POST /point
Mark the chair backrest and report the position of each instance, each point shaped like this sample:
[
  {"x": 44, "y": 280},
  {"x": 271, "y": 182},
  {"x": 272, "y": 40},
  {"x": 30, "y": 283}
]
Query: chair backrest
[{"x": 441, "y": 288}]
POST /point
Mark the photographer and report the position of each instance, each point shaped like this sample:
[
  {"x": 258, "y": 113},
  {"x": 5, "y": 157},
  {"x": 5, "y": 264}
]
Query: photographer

---

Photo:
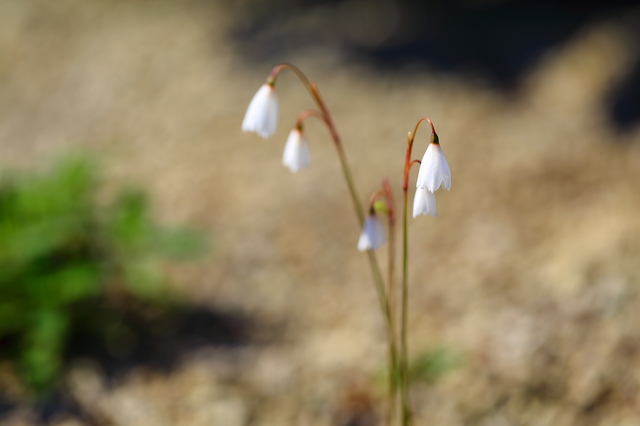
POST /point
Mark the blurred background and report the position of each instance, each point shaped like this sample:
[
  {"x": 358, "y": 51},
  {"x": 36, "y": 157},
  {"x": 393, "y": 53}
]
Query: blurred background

§ ASSIGNMENT
Within the records above, find every line holding the word "background" and give the total as a bare number.

§ ANSWER TO THIS PROBLEM
2